Tasks for this exercise:
a: In the passage on Wang Ming Dao, shorten the paragraph that begins "On 7 August 1955" while keeping its main facts.
b: Quote the passage on Wang Ming Dao word for word. Begin at the words "At midnight the" and stop after the words "chastity to Christ.".

Selection:
▶
Accusation meetings were arranged against Wang Ming Dao across the whole of China. Nevertheless, in two weeks of meetings in the Christian Tabernacle in July 1955, attendance broke all records. Wang’s important article, We, because of Faith, had been published. With powerful logic, he dealt with the arguments of the modernists. He explained how they overturned the Bible and the Christ of the Bible. Was he being uncharitable, he asked, if he called them ‘the party of unbelievers’?
Imprisoned
The Three-Self controlled magazine (the Tianfeng) branded Wang Ming Dao ‘a criminal of the Chinese people, a criminal in the church and a criminal in history’.
On 7 August 1955, Wang preached his last sermon in the church. For thirty years he had laboured tirelessly to show his country where her true hope lay, namely, in the atoning work of Christ and obedience to his Word. His final sermon showed that the TSPM church leaders had betrayed Christ in China.
At midnight the police arrived and Wang was thrown into prison without a conviction. He was parted from his wife and did not realise that she had been imprisoned too.
To the Communists, Wang Ming Dao’s refusal to join the TSPM was a counter-revolutionary act, the very worst of crimes. They could not, of course, understand that he was called by God to summon the church to chastity to Christ.
◀
Record list:
▶
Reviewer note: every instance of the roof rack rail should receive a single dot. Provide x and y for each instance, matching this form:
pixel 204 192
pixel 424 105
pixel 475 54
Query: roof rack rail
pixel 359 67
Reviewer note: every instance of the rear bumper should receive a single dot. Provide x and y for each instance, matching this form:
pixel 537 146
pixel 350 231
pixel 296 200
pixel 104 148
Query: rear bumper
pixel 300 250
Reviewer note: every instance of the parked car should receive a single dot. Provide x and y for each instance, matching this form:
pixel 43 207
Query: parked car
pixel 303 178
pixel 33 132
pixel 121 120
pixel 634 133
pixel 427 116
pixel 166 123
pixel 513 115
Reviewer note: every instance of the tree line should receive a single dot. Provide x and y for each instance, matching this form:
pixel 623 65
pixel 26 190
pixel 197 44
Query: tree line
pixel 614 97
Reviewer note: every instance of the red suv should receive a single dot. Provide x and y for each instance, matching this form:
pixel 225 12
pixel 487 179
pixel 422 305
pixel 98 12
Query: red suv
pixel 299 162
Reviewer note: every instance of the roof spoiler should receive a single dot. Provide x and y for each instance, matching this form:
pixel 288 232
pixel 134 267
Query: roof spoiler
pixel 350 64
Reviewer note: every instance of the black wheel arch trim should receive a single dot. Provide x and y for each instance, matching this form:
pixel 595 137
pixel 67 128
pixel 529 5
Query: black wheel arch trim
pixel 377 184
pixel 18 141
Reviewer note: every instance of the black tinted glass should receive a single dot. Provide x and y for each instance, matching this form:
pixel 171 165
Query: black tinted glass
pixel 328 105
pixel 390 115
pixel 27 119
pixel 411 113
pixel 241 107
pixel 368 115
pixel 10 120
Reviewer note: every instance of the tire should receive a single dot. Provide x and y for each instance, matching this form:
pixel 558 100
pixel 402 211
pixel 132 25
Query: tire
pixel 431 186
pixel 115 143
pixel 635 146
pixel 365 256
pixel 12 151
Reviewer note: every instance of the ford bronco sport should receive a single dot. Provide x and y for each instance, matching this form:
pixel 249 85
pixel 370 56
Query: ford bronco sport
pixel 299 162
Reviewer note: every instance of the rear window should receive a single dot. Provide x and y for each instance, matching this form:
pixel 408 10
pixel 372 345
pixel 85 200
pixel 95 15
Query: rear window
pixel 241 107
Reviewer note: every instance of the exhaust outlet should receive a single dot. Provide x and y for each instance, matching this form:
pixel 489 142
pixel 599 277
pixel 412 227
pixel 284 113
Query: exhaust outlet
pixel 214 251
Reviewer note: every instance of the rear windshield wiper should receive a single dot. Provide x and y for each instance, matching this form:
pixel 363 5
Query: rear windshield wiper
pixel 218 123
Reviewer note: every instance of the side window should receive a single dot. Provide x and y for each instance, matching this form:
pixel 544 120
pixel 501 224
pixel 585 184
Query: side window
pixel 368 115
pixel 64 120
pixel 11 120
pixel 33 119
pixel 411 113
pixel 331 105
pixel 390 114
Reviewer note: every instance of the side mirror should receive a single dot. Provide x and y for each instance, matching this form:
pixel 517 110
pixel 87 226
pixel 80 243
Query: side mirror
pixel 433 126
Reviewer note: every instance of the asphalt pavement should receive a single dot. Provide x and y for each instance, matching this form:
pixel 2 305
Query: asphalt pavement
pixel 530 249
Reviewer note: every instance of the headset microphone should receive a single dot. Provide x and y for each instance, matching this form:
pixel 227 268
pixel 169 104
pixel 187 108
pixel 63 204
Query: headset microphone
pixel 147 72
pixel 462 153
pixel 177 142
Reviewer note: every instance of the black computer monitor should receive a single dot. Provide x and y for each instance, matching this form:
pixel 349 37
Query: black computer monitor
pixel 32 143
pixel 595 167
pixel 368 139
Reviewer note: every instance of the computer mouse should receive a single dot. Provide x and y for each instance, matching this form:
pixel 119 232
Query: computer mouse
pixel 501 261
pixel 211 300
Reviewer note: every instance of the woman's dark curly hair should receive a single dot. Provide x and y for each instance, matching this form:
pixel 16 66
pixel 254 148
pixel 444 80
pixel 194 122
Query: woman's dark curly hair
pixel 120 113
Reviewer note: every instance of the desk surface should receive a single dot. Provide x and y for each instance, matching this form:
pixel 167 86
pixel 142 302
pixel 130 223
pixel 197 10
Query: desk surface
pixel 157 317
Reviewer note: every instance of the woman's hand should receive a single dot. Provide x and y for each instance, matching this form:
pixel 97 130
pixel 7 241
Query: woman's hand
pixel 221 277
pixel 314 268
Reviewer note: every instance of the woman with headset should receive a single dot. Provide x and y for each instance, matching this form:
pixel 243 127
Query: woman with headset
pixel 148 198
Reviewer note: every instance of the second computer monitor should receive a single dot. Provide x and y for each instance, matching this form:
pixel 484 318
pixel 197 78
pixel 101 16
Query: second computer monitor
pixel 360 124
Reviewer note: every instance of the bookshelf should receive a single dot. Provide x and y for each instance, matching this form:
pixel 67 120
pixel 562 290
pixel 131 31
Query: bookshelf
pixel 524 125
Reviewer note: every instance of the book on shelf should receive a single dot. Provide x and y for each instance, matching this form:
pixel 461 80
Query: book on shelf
◀
List of solutions:
a: On August 7, 1955, Wang preached his last sermon in the church. For thirty years he had worked to show China that its true hope lay in Christ's atoning work and obedience to his Word. In this final sermon, he showed that the TSPM church leaders had betrayed Christ in China.

b:
At midnight the police arrived and Wang was thrown into prison without a conviction. He was parted from his wife and did not realise that she had been imprisoned too.
To the Communists, Wang Ming Dao’s refusal to join the TSPM was a counter-revolutionary act, the very worst of crimes. They could not, of course, understand that he was called by God to summon the church to chastity to Christ.